Excerpts from location labeling data
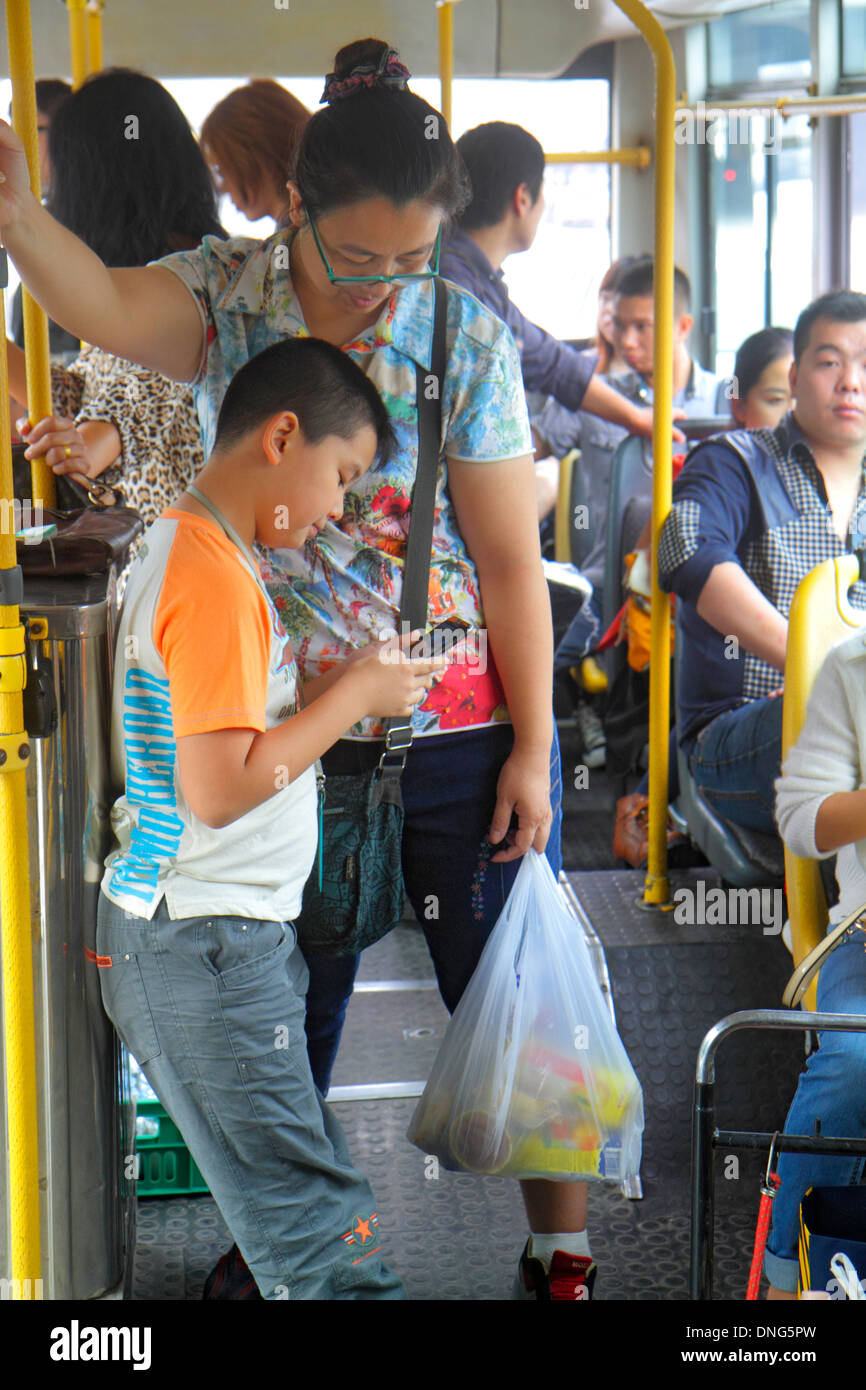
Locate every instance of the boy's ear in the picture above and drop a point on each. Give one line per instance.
(296, 213)
(280, 434)
(521, 200)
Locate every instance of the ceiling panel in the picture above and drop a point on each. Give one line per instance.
(260, 38)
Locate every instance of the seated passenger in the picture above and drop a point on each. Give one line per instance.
(608, 362)
(506, 167)
(761, 389)
(200, 969)
(759, 399)
(752, 513)
(822, 808)
(697, 392)
(250, 139)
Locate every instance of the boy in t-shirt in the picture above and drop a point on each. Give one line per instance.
(217, 824)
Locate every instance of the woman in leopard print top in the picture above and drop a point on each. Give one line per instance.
(131, 427)
(153, 432)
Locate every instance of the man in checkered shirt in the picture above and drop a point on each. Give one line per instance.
(752, 513)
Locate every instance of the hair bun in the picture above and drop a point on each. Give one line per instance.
(387, 71)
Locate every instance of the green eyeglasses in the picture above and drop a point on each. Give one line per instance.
(376, 280)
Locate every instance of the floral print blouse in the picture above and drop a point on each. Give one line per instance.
(344, 588)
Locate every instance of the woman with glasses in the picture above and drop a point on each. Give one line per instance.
(376, 178)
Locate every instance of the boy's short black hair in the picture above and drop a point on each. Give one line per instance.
(638, 282)
(841, 306)
(316, 381)
(498, 157)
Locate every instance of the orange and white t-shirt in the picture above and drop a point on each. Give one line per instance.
(200, 648)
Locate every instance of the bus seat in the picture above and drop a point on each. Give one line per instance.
(628, 506)
(565, 514)
(744, 858)
(820, 616)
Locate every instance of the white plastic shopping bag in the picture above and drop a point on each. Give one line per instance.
(533, 1079)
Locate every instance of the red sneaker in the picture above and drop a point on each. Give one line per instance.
(569, 1279)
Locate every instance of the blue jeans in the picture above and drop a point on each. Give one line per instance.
(736, 761)
(581, 635)
(449, 792)
(213, 1011)
(831, 1089)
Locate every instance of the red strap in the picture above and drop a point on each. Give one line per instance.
(102, 961)
(761, 1235)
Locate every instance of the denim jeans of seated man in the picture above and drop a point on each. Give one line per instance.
(831, 1090)
(449, 792)
(736, 761)
(213, 1011)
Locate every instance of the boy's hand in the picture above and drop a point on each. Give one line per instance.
(14, 175)
(391, 681)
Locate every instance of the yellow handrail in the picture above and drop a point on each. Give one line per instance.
(78, 41)
(640, 157)
(18, 1020)
(35, 321)
(656, 887)
(446, 54)
(95, 35)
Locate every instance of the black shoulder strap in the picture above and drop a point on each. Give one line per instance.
(428, 392)
(430, 387)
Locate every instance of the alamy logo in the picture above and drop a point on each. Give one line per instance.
(77, 1343)
(702, 124)
(730, 908)
(20, 1290)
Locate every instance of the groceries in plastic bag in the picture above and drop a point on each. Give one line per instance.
(533, 1079)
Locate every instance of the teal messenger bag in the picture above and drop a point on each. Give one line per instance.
(355, 895)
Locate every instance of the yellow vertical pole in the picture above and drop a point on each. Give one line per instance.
(18, 1018)
(95, 35)
(35, 321)
(78, 41)
(446, 54)
(656, 888)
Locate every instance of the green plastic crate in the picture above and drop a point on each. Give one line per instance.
(166, 1166)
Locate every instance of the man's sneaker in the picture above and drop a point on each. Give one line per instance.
(231, 1278)
(569, 1279)
(592, 736)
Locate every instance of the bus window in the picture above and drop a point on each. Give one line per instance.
(759, 189)
(856, 199)
(763, 43)
(854, 38)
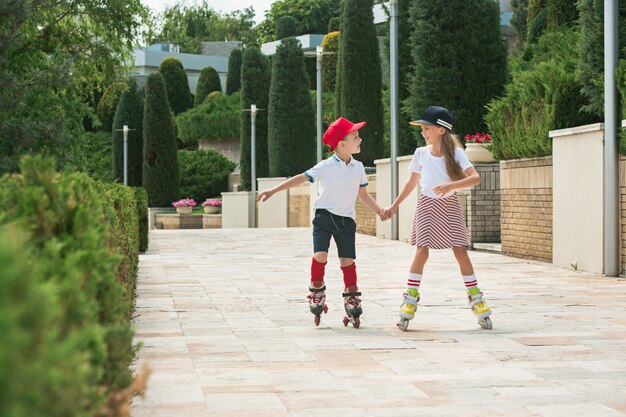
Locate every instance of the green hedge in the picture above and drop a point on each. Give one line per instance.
(217, 118)
(72, 344)
(203, 174)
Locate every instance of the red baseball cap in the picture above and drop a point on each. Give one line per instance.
(338, 130)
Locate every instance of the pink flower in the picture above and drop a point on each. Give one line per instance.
(212, 203)
(185, 202)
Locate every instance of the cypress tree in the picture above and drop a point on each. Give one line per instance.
(129, 112)
(255, 82)
(459, 58)
(233, 78)
(361, 77)
(291, 117)
(160, 164)
(178, 93)
(209, 81)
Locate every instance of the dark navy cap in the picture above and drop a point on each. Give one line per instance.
(435, 115)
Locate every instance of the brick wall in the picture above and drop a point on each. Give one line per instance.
(622, 187)
(483, 205)
(526, 208)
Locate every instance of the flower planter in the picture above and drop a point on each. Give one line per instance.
(479, 153)
(184, 210)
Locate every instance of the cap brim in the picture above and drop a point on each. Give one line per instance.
(356, 127)
(419, 122)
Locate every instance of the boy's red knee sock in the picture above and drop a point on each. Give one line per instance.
(317, 270)
(349, 275)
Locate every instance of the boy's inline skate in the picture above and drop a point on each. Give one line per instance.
(317, 302)
(479, 307)
(352, 305)
(408, 307)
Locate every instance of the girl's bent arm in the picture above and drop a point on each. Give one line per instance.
(408, 188)
(288, 183)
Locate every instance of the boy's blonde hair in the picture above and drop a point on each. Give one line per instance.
(449, 143)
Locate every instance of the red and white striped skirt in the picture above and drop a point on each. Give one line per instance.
(439, 223)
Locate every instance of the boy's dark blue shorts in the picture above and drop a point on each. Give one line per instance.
(342, 229)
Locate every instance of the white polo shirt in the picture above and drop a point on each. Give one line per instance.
(433, 171)
(339, 184)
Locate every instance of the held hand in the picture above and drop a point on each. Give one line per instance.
(443, 189)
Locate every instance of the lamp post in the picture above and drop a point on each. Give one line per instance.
(393, 108)
(125, 130)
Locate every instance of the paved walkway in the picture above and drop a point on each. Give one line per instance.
(225, 326)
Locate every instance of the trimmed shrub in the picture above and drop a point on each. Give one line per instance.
(204, 174)
(217, 118)
(467, 69)
(255, 85)
(330, 44)
(360, 90)
(543, 95)
(291, 117)
(129, 112)
(209, 82)
(233, 78)
(141, 201)
(178, 93)
(160, 167)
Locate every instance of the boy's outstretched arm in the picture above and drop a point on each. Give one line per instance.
(288, 183)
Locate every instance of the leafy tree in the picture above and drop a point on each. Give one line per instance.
(360, 91)
(291, 118)
(177, 84)
(130, 113)
(255, 84)
(233, 78)
(47, 51)
(330, 45)
(209, 81)
(160, 166)
(406, 139)
(188, 26)
(312, 16)
(466, 69)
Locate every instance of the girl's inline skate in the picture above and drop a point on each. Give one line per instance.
(317, 302)
(408, 307)
(352, 305)
(479, 307)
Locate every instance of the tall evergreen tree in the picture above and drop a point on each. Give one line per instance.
(130, 113)
(361, 77)
(406, 139)
(459, 58)
(233, 78)
(161, 176)
(209, 81)
(178, 93)
(255, 82)
(291, 124)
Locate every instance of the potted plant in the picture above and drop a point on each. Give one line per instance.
(184, 206)
(212, 206)
(478, 148)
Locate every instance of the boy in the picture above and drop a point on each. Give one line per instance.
(341, 180)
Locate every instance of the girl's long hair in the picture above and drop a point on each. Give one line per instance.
(449, 143)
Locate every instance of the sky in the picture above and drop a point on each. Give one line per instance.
(223, 6)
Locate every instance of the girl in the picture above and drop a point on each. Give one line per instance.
(440, 168)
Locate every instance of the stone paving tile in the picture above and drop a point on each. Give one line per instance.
(225, 326)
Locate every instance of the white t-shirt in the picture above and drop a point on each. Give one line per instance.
(339, 184)
(432, 169)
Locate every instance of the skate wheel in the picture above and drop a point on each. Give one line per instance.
(403, 324)
(486, 323)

Work required |
Can you reproduce the lines of the records above verbatim, from the line with "Locate every instance of the white plastic" up to and including the line with "(761, 1235)"?

Answer for this exercise |
Locate every instance of the white plastic shopping bag in the picture above and drop a point on each. Give one line per instance.
(533, 1079)
Locate every instance of the red sneaker in the picture above and drop a point on each. Give one line per instance.
(569, 1279)
Locate every instance of the blue jeans in the picture above and drop a point on each. Give one line per instance.
(736, 761)
(581, 635)
(449, 792)
(213, 1011)
(831, 1089)
Locate every instance of the red strap in the picture above and drop a point on each. Give one line per instance.
(102, 961)
(761, 1235)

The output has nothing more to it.